◆ DOCUMENT EXTRACT
An open operating system for education, the threat of Big Tech, and how progress might happen

In my twenty years of working in education technology around the world, I have become convinced of the compelling case for an “open operating system for education”. If digital tools of all sorts were able seamlessly to exchange data without human intervention, but according to clearly defined rules governing privacy and permissions, the potential would be hugely exciting. Public, not-for-profit and commercial players in the system could compete and collaborate on the basis of how well they improve teaching and learning, not their access to proprietary data. There would be room for many more experiments and innovations from large and small organisations, as an open source algorithm written in a back room could be compared to $100m interventions from mega-corporations. We would have a much better chance of knowing what worked, why, and in what context. Governments, administrators, teachers, learners and their parents could better control and analyse the data they create. The ecosystem could be fairer, more transparent and vibrant.

We’re certainly not at that point today. Such a system would rely on a set of comprehensive, widely adopted, open standards for how digital educational tools should interoperate. Vitally, these standards would have to be agnostic to commercial model or local cultural norms (for example, around privacy). They would necessarily support as many choices as can be thought of. Not because all choices are good choices in my or your opinion, but because decisions in the value-laden world of education are usually context-specific, culturally debatable, and often develop over time. Texas would make different choices to Turin or Tianjin, and these all need to be upheld.

There are a lot of standards out in the world, but they aren’t complete and they often focus on very specific American contexts. This isn’t the place to examine the alphabet soup of LTI, LRMI, SCORM, QTI, Caliper, OneRoster, ed-Fi and more, but suffice to say not all of the people developing all the standards talk to each other or have the resources to consider the world outside the USA. Additionally, the standards aren’t universally supported by tools and are sometimes resisted by vested interests. Indeed companies such as Clever are working to help sort out the spaghetti of proprietary systems by offering a (proprietary) interoperability layer. Plenty of data is being created by some fascinating organisations– from AltSchool to JISC to Zaya Learning – but their full potential is untapped.

For me, one issue now dominates whether or not we will make progress towards this open operating system. It is the role of the huge technology companies which are increasingly reaching into every part of our lives – Amazon, Apple, Google/Alphabet, Facebook, Microsoft, Alibaba, Tencent and Baidu.

The tech titans are on a mission in education. Google Classroom. Recently, Microsoft Classroom too. And Apple’s additions to iOS 9.3 so that it works better in schools. And Amazon’s recent release of Inspire. And Alibaba’s investment in TutorGroup. And a raft of other developments over the last few years as education technology has once again become a focus for investors, corporations and policymakers across the world.

Regrettably, these huge companies don’t seem to have considered some of the long-term consequences of their moves (or possibly don’t care about them). There is a clear and present risk that their actions will stifle innovation, create unintended controversy, and (most importantly) reduce the impact that we can all make as stakeholders in the world of learning.

◆ LISTING
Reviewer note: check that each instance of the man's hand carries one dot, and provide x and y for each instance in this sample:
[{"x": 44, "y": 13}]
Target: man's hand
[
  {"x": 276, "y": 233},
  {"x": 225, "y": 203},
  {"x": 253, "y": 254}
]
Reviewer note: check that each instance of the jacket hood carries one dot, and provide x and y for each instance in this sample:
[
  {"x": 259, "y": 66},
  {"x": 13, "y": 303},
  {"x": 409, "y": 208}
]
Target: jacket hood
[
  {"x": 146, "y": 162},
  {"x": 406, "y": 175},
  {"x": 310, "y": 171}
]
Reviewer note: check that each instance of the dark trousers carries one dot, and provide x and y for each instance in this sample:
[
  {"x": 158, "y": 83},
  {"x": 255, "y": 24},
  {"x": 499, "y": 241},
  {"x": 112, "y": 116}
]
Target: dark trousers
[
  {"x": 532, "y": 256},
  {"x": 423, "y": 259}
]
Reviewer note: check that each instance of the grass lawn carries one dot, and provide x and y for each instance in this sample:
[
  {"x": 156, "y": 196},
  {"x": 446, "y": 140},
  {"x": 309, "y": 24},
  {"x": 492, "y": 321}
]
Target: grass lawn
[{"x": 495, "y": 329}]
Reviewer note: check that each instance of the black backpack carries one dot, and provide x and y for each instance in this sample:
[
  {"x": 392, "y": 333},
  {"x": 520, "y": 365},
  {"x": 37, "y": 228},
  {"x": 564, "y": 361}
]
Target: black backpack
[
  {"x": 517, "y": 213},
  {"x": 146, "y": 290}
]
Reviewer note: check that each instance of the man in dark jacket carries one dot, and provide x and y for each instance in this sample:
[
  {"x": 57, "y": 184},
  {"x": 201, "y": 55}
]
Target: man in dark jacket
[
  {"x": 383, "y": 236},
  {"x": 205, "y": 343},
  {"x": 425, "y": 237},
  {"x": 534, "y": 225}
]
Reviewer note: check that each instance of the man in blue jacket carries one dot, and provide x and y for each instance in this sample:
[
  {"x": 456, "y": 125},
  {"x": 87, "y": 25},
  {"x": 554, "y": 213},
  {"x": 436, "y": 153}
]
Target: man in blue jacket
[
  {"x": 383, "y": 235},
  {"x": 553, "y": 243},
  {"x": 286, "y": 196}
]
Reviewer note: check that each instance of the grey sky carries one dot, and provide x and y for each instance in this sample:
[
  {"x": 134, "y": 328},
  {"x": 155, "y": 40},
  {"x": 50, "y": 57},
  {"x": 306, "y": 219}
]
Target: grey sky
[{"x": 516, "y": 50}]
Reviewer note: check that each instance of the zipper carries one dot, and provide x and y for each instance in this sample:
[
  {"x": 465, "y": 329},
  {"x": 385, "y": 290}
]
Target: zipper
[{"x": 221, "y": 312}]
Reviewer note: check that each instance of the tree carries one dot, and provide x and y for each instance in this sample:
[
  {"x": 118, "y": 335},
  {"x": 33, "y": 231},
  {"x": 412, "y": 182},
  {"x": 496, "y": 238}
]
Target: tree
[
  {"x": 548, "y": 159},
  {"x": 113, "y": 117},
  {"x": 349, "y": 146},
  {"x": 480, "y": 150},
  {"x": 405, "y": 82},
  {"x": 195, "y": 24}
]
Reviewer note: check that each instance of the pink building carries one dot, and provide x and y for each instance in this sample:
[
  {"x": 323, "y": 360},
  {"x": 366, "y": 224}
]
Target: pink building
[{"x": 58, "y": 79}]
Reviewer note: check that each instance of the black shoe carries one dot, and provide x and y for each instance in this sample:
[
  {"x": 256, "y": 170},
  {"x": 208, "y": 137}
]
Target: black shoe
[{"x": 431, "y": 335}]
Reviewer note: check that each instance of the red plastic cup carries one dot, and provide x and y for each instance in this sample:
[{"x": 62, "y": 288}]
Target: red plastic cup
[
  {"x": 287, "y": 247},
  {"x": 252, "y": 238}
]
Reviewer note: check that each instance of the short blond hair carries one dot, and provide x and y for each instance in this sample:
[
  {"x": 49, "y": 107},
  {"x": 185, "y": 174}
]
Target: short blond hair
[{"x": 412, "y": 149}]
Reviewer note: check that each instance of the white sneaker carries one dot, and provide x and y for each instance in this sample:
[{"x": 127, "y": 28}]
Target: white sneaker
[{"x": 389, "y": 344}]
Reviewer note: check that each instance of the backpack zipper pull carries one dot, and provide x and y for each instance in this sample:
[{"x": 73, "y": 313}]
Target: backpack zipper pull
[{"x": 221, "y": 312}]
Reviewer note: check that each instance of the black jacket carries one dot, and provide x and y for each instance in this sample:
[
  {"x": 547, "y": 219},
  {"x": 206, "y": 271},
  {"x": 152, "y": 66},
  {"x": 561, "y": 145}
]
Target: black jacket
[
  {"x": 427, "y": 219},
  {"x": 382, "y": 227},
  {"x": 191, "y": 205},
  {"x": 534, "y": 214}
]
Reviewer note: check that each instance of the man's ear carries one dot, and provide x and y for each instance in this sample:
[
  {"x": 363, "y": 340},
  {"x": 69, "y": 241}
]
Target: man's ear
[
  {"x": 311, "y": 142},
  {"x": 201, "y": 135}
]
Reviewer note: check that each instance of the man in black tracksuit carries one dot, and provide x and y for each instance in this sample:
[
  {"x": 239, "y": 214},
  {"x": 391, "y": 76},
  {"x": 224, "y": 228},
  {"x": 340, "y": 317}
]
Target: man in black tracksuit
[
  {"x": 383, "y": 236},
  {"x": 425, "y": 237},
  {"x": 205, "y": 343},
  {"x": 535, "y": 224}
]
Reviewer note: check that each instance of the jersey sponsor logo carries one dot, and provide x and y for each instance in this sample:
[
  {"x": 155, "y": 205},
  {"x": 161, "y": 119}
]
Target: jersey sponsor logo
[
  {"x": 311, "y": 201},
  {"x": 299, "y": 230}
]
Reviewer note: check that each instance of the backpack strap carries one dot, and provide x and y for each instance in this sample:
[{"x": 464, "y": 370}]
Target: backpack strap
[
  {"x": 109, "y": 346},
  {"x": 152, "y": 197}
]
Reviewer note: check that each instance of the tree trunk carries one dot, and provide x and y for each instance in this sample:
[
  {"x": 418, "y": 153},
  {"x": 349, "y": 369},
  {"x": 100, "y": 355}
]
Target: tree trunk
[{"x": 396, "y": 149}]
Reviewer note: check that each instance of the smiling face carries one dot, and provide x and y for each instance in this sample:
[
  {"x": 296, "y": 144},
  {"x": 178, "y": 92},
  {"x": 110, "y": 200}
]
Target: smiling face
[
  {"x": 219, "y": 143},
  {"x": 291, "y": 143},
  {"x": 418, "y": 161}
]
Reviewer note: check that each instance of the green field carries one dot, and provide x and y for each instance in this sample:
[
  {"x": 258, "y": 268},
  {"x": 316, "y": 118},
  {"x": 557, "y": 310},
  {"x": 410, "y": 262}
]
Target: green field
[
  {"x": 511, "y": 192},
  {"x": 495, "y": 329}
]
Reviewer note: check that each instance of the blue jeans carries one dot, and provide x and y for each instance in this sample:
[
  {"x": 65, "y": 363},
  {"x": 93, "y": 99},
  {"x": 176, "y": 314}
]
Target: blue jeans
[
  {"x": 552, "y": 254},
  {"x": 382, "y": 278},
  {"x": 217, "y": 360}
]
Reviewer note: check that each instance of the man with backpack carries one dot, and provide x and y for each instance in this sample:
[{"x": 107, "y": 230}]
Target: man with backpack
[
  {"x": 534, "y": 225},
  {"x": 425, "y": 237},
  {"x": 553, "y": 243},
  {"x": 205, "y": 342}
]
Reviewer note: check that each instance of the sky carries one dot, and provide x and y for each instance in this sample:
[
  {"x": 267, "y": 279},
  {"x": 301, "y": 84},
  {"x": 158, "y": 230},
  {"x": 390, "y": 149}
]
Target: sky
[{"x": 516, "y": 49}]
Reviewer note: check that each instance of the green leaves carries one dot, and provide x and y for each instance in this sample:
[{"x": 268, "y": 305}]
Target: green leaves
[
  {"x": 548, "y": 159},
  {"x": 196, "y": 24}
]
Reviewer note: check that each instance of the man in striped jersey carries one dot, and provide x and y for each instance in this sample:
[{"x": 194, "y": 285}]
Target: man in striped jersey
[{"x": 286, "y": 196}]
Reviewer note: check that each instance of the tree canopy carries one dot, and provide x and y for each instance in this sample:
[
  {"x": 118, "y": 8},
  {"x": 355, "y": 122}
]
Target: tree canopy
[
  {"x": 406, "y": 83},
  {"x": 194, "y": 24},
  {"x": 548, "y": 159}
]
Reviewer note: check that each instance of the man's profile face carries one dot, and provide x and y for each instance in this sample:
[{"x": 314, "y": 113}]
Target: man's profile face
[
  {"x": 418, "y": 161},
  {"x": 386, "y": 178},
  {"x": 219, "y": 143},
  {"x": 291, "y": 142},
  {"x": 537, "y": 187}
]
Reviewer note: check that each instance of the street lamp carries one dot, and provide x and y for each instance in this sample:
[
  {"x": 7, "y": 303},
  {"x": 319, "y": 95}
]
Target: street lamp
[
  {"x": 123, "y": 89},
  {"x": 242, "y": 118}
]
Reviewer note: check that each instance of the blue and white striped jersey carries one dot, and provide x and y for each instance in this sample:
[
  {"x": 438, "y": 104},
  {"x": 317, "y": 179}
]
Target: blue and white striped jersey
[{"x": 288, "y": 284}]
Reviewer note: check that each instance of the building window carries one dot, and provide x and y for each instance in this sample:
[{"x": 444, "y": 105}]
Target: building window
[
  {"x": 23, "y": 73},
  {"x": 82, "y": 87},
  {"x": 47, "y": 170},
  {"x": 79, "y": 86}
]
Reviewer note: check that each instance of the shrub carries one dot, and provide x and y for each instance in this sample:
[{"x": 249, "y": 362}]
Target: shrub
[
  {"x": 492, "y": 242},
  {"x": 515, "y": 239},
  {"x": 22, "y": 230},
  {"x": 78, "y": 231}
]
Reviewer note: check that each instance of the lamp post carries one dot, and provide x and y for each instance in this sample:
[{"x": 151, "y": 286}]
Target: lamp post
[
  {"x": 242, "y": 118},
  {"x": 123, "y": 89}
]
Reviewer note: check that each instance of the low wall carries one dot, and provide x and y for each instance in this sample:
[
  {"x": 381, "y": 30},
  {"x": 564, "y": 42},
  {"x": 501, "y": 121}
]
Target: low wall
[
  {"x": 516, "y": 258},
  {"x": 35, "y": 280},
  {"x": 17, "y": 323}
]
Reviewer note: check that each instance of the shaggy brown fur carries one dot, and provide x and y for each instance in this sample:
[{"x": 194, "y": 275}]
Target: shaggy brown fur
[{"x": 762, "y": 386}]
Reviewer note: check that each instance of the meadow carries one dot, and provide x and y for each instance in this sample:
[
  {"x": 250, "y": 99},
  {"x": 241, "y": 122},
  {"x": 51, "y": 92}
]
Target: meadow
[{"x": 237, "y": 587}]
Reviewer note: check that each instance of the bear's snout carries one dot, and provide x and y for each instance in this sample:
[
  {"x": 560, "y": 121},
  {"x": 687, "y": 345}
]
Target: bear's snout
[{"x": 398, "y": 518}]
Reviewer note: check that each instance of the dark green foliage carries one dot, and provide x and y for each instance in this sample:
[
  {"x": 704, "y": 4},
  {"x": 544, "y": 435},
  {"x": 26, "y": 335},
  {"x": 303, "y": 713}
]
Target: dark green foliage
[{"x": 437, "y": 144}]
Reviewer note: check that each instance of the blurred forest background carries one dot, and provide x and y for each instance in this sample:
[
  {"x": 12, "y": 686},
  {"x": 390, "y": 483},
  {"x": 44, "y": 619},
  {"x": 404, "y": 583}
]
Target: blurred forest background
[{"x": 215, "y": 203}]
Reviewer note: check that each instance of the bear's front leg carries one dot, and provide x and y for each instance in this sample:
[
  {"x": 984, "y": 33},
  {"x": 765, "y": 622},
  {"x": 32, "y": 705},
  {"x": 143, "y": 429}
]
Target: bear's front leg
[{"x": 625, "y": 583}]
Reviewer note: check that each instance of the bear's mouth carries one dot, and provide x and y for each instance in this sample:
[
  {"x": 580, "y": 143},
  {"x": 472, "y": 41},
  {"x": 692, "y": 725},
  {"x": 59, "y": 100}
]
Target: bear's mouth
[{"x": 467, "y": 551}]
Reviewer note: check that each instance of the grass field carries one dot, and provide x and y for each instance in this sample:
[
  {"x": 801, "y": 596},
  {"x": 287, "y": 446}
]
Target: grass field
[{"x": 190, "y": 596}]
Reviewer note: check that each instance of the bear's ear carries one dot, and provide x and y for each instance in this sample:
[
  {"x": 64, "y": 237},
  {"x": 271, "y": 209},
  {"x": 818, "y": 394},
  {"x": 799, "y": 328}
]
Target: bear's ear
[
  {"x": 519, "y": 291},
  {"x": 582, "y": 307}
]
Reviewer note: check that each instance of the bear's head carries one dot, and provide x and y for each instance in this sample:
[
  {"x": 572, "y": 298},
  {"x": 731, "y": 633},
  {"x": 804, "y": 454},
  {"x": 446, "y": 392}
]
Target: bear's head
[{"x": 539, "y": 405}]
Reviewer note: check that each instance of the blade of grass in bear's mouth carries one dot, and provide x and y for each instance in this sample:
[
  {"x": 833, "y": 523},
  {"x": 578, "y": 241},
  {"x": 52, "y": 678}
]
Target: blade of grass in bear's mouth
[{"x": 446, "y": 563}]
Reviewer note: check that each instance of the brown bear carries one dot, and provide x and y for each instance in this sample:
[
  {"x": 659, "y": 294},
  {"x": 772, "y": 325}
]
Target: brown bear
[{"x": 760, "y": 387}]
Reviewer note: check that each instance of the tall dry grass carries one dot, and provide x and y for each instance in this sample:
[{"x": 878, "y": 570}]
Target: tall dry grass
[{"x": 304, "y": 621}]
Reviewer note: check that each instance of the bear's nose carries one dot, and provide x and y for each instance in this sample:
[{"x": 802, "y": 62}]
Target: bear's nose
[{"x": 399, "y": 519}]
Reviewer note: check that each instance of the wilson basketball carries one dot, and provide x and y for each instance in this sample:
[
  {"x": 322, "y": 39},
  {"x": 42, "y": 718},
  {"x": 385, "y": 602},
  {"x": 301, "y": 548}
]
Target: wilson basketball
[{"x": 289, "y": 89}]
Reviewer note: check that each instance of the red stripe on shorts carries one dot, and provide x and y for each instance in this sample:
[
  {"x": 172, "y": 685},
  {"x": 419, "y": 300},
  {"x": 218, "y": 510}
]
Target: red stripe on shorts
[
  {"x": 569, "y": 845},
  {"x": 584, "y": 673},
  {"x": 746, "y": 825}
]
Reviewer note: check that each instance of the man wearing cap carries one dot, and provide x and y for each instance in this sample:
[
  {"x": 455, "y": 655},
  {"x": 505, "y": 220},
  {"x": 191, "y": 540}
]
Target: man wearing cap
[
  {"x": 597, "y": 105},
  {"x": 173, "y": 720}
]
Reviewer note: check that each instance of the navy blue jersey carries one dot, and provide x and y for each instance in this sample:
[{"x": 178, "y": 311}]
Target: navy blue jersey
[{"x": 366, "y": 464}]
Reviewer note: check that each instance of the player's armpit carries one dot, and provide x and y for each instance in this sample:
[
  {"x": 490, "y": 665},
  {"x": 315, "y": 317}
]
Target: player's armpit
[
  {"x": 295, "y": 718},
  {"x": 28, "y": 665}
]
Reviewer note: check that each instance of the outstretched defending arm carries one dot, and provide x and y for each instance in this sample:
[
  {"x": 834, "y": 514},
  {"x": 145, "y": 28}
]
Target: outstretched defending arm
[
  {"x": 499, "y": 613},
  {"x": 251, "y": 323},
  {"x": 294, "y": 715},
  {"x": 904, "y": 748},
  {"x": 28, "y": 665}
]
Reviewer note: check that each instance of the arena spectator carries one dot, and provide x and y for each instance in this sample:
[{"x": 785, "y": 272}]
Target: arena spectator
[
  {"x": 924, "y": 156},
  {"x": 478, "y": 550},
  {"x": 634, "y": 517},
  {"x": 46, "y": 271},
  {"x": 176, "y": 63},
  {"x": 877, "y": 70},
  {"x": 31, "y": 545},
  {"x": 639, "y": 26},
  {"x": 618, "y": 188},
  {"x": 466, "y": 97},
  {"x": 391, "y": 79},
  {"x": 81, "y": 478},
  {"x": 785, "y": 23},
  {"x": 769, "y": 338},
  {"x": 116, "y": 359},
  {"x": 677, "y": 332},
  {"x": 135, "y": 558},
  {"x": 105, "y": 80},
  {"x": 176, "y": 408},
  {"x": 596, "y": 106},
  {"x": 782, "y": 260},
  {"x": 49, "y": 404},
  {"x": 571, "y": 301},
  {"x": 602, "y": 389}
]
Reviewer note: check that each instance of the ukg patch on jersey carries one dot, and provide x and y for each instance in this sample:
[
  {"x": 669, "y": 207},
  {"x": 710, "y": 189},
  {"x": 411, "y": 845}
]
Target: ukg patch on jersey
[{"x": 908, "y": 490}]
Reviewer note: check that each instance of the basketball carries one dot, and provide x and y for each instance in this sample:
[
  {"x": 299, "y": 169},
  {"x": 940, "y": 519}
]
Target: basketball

◆ WHAT YOU WILL DO
#1 Reproduce the essay from "The tech titans" to "across the world.", renaming "investors" to "venture capitalists" throughout.
#2 Report each line of the entries that contains the string "brown".
The essay and the entries are unrelated material.

◆ RESPONSES IN ORDER
#1
The tech titans are on a mission in education. Google Classroom. Recently, Microsoft Classroom too. And Apple’s additions to iOS 9.3 so that it works better in schools. And Amazon’s recent release of Inspire. And Alibaba’s investment in TutorGroup. And a raft of other developments over the last few years as education technology has once again become a focus for venture capitalists, corporations and policymakers across the world.

#2
Reviewer note: check that each instance of the shaggy brown fur carries one dot, and provide x and y for each instance in this sample:
Target: shaggy brown fur
Reviewer note: check that each instance of the brown bear carries one dot, and provide x and y for each instance in this sample:
Target: brown bear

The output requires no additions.